Before repeating the entries below, strip out every picture and keep all else as it is.

⟨

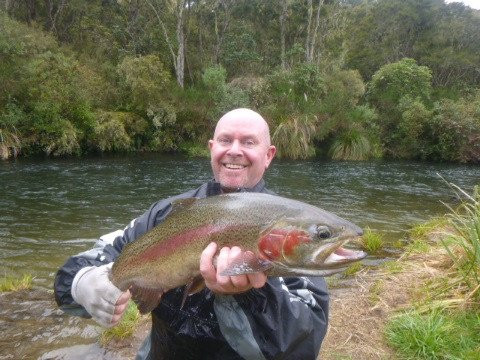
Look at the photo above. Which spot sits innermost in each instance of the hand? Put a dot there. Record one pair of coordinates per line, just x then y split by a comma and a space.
227, 284
93, 289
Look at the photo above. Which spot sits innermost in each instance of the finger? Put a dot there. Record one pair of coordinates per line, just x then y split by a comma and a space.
239, 281
207, 269
257, 280
123, 299
222, 263
119, 309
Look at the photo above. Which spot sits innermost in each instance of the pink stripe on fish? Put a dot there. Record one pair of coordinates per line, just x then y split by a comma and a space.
168, 246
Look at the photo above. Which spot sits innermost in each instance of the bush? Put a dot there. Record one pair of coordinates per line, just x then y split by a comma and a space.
144, 80
454, 130
110, 133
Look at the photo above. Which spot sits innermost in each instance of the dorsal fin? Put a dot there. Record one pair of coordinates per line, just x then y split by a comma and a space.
181, 204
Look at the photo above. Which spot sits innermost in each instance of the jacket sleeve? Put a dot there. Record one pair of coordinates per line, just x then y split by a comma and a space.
285, 319
105, 250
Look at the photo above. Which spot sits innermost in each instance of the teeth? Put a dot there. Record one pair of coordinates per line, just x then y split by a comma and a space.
234, 166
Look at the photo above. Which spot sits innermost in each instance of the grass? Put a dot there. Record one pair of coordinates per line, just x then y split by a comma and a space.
464, 246
392, 267
421, 231
372, 241
353, 269
15, 283
435, 335
125, 328
445, 324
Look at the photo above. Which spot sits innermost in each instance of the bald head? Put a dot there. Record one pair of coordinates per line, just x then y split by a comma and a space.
240, 150
245, 117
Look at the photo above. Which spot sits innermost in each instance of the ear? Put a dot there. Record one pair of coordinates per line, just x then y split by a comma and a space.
272, 150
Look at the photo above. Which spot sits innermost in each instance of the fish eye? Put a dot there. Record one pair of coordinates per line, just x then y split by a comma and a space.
322, 232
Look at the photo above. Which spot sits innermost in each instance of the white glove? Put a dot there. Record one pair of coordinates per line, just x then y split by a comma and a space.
92, 289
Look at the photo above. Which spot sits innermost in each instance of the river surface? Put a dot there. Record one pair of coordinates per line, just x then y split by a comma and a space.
51, 209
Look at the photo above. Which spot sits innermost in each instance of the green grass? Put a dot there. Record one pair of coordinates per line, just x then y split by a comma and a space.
421, 231
375, 291
372, 242
353, 269
417, 246
435, 335
15, 283
464, 246
392, 267
125, 328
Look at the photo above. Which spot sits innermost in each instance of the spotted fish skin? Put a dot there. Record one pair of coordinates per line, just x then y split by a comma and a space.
282, 237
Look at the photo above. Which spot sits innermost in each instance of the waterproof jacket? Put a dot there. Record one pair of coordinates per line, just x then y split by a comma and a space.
285, 319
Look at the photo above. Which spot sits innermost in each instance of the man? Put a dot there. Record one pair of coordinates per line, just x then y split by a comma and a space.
234, 317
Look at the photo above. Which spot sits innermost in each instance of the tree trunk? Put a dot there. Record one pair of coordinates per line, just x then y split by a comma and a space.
315, 32
180, 68
309, 29
283, 19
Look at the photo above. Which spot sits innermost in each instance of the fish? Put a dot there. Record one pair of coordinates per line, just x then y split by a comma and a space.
280, 236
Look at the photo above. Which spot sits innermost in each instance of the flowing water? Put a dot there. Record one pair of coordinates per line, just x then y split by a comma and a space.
51, 209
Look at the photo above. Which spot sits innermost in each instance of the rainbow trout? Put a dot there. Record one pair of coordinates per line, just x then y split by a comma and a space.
282, 237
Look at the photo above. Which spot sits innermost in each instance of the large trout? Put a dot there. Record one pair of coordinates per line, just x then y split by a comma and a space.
282, 237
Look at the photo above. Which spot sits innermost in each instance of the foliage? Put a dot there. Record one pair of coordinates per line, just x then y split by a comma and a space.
353, 269
62, 63
294, 137
466, 221
144, 79
394, 81
224, 96
125, 328
15, 283
435, 335
454, 130
372, 242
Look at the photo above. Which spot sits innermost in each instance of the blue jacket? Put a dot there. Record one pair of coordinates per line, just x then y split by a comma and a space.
285, 319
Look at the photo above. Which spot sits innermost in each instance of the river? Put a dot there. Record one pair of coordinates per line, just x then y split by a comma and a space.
53, 208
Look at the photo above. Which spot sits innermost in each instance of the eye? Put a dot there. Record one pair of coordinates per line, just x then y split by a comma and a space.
223, 141
249, 143
322, 232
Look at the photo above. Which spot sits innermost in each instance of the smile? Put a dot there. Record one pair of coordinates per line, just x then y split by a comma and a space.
234, 166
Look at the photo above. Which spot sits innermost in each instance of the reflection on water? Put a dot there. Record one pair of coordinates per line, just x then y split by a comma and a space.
50, 209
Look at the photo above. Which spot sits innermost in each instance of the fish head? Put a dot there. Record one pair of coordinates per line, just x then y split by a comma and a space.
311, 243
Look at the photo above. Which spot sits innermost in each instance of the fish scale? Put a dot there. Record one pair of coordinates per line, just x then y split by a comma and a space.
168, 256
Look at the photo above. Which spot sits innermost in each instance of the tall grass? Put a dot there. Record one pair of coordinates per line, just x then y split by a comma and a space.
294, 137
436, 335
464, 246
15, 283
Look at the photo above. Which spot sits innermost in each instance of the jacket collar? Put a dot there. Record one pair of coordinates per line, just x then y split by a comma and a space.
214, 188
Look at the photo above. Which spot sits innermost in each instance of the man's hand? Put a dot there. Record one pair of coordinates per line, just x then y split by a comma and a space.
92, 289
227, 284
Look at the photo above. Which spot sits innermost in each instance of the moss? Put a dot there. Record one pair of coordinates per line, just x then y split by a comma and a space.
13, 283
125, 328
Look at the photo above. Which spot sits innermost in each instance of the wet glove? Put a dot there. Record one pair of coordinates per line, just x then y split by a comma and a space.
92, 289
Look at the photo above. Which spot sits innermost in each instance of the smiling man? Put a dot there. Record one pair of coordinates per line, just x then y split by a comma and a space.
234, 317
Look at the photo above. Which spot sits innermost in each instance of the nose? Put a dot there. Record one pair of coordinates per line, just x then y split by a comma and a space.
234, 149
358, 230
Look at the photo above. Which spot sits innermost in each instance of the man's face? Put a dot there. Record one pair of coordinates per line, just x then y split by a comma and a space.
240, 150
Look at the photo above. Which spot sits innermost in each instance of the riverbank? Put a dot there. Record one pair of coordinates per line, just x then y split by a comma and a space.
362, 306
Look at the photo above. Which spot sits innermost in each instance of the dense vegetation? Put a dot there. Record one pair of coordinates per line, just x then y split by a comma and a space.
347, 79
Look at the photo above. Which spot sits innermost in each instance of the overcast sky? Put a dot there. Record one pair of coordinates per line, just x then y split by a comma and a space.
472, 3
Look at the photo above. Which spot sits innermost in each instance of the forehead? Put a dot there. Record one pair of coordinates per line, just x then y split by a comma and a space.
241, 127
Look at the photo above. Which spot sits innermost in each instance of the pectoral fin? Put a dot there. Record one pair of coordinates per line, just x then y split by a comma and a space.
145, 298
246, 263
195, 285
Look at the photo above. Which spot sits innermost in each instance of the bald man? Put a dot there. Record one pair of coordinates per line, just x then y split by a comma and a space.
234, 317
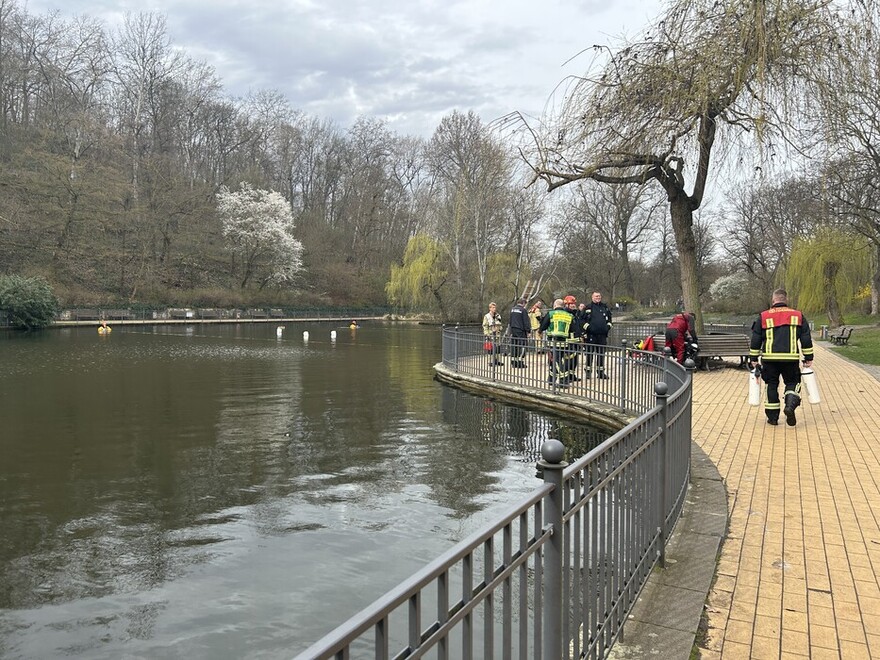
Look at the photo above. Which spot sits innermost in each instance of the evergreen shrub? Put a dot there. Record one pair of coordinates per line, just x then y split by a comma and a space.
28, 301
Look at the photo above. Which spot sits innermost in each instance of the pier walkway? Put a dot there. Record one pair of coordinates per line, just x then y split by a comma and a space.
798, 571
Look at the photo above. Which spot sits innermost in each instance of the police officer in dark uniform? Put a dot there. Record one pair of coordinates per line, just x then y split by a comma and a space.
779, 336
519, 332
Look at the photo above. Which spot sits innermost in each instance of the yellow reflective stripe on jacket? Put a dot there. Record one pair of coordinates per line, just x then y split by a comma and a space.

⟩

**RESPONSE:**
Look at the photo above. Which spot sits innermost in each instance of the hand? Put a dot there. Record one pair of coordinates per line, just x then y split by a comma and a space.
227, 284
93, 289
Look at the photo above. Which spot sits innermost in each instance of the finger? Put a dot there. Record one pair of coordinates per line, just x then y split by a comma and a space.
239, 281
207, 269
257, 280
123, 299
222, 263
119, 309
Look at the photo above. Which spot sits innermost in each instance of the pink stripe on fish? Put a dot there. Record one pair of coordinates per line, just x then y split by a comma and a space.
168, 246
Look at the photo above. Which spot sits innermost in each instance of the bush? Put a dot there. Record one pair of coordinates per line, just x then y split by a comma and a space.
144, 80
454, 130
110, 133
Look at the photo above. Which spot sits innermost in each instance of the dorsal fin? Put a dot there. Record one pair of coordinates per line, just x then y split by a comma and a space.
181, 204
Look at the photo above. Which spot sits innermost in each instance of the jacket sleeve? Put a dot there. Record one pair of coordinates per line, just x then y split by a comma and a space.
285, 319
105, 250
Look at the photo above. Which spot sits innermost in each instance of the teeth? Put a dot there. Record one pair of coordinates per line, just x then y split by a comma and a space.
234, 166
Look at the photo above. Which spot sits innermost in each instance of the grass? Put a dot there. Record one pair of coordinates per line, just x then y split by a comma and a space.
464, 246
392, 267
421, 231
372, 241
353, 269
15, 283
435, 335
125, 328
445, 324
Look at the photo above. Which spot sits innermost in each instance of the bald head? Put a dot there. Record one pair of coordinates per line, just x then y split by a comma and a space.
240, 150
245, 117
Look at the photo above. Which spot sits innermost in each instance of the ear? Put a dot there. Record one pair of coordinates per line, just x then y split by a comma and a space.
272, 150
Look at the photo above. Which spot sits innermost in each instance of the fish eye? Put a dot there. Record one pair of coordinates per line, just x then y split by a comma and a space.
322, 232
Look at the photo above. Which spot sits innermost in each instance of the white glove? Put a dot there. Record one pair of coordinates per line, just x then y split by a comma and a space.
92, 289
Look at the photo above. Which spot sits innermost in each instance of the river surface? Put a dot there. Record one pair of coordinates per line, just x then y split by a comma and a space.
51, 209
Look at the photo above. Which spot sits innermost in each instance of the green grass? Put a dot there. Record one pair of coordinates per line, just x then y split by a comma and a space.
421, 231
375, 291
372, 242
353, 269
417, 246
435, 335
15, 283
464, 246
392, 267
125, 328
Look at the photo above. Which spot sits innermost in each instance of the spotted fish skin? Put a dot there. Record one pair of coordinates per line, just x then y split by a comma and a space.
282, 237
Look at the photo above. Which spot sits innermost in each instance of the waterproof jacket? Put a dot there. Record one pair of coordinates per line, just x then y split by a comma and a space.
285, 319
Look at the photo above. Which spot sits innermost in each instance of the man? Put a dot there. Record one pair of coordinates per line, just x then y split by a comma and a space.
234, 317
Look at the photo above. Which spot sits innermost in each instance of the tree trunk? Put a dot there. Record one pair of coordinates per line, just x then y split by a comma and a space.
315, 32
180, 68
309, 29
283, 19
Look at the photo above. Which spot sits innermost in each instance of the fish? Put a dot there. Record one pair of coordinates per line, just x then y split by a comma and a space.
280, 236
Look at the photo above. Which spot sits innermost in each instance of the flowing water? Put a dot there. Record one pair of coordinates per line, just x then y split by a comma and a space.
51, 209
Look at the photo above. Which spot sits innermost in each instance of the rainbow trout? Put a dot there. Record one pair of coordinates per line, just x then y split by a comma and a space.
282, 237
Look at the photo above. Which spot sits innermost in each instance of the large trout? Put a dot there. Record one pair of coordinates per line, just x then y split by a comma and a space.
282, 237
Look at the photo above. Which spot sits innermost in each instance of the foliage? Put a dot there. Record one pair of coordinates per line, just x then y split by a comma and a space.
353, 269
62, 63
294, 137
466, 221
144, 79
394, 81
224, 96
125, 328
15, 283
435, 335
454, 130
372, 242
Look at the photo above. Which spot sits innermost in each instance of the blue jacket? Put a dot there. Record one pair of coordinates per line, just x then y split by a comma and a space.
285, 319
Look at the photo above. Which spot sits innermost in each instance of the river? Put a dot there. Record one pair of coordinates per line, just x then y split by a comma and a space.
53, 208
Look at the photo above. Which spot sits innermost in each instance of the eye? Put a dot there. Record one pair of coordinates per line, just x then y split by a comma and a space.
223, 141
249, 143
322, 232
Look at the photo above. Which spot sits innermost in each instance of the smile? Put a dot there. Record one pair of coordinates per line, just x then y split by a comma and a space.
234, 166
Look at the photo above. Which spot sits innermost in each instance of the reflection on water? Put a dot there. Record one pair of coordinates per line, just x then y split by a comma and a space.
50, 209
Look at the photo above. Which spot sits innermost in each instance of the fish head? Put a dot there. Record one pair of coordinates per line, just x then y split by a comma and a space.
311, 243
Look at the photo above. Which spot sits innermost in each instance of the fish scale? Put a dot there. Record one pair of coordinates per line, just x then y split by a comma and a space.
168, 256
Look at the photo above. Which spot sits innermost in each instance of the tall grass? Put a dot there. Record one pair of coordinates per line, just x then y split by a comma and a space.
294, 137
436, 335
464, 246
15, 283
Look at the photo above. Which spot sits innermost in each instance of the jacket collar? Put a dot there. Record one pair of coordinates per line, just x then y split by a comma and a space.
214, 188
Look at the photo above. Which spot sits innermost in each instance of the man's hand? Put a dot there. Record one pair of coordinates per line, just x then y split by a comma and a space.
92, 289
227, 284
Look at the photo above. Which spot sits innermost in each instance of the moss? Put a dot there. Record one pair of coordinates per line, just x then y split by a comma and a space.
13, 283
125, 328
Look at the photo above. Which spot sits innermost in each instance of the wet glove? Put a dot there. Record one pair of coordinates per line, just x then y split by a comma and a space.
92, 289
Look at the photo above. Which spot sits innermost in each instance of the smiling man? Put a dot there. Record one pair of coordinates per line, just x then y split by a comma and a space.
234, 317
Look at the photo above. Which spot sits innermost in each instance of the nose? Put a dot there. Record one pair of coordinates per line, just x then y split by a comma and a space.
234, 149
358, 230
Look at the photo above. Which spot sits innermost in each instance of the man's face? Put a dot there. Record one pair of coordinates per line, just x then y split by a comma and a space.
240, 150
Look at the photo above. Which spot sits innermost in each instance of the riverbank? Put a dot there. Record one pair of coordinates per line, just x then y split by a comma and a space.
362, 306
Look at the photo above. Which spot sits innermost in each instance of the dense vegetation? Put a dot there. Record one pair of coordinates per line, just x then y split by a comma and a space.
347, 79
Look at the photo above. Which spot sits innermost in each instance of the overcast sky? Put a dot there. Record one pair of coordinates per line, just x then y split by a comma and a space.
472, 3
Look at the photo above. Which spot sits innermost in each instance of the forehead? Put a dot there. Record one pair of coordinates per line, just x then y split by a comma and a space.
241, 127
Look at the photo above. Which spot sits innermost in each instance of the pectoral fin? Put a dot there. Record one pair of coordinates per line, just x then y split by a comma and a space.
145, 298
246, 263
195, 285
Look at the photo above. Which spot sits innermost in each instance of the bald man? Put a dot there. Record one pair of coordinates per line, just x then y split by a comma and a space.
234, 317
Look at the photo above. Which spot sits innermost in each instance of the evergreen shrub? Put a dot there. Record one pair of coordinates per line, just x then y split by a comma and a space.
28, 301
Look at the photo above. Which spot sits innermost in each instance of the pier walkway? Put a dot there. Record one pair of coordinates per line, just x then y split by a comma and a space.
798, 571
Look at the photo above. Which spot sits innermost in each instance of the police officer in dark uniform? Put a dot there. Record one pair of coordinates per line, just x then y split by a comma and a space.
779, 336
519, 332
Look at the photo above. Which spot sits innermost in each instance of the yellow reflective stripe on jacket? Put a dot there. Record one pair of coordinates per line, just x then y split by a comma and a space.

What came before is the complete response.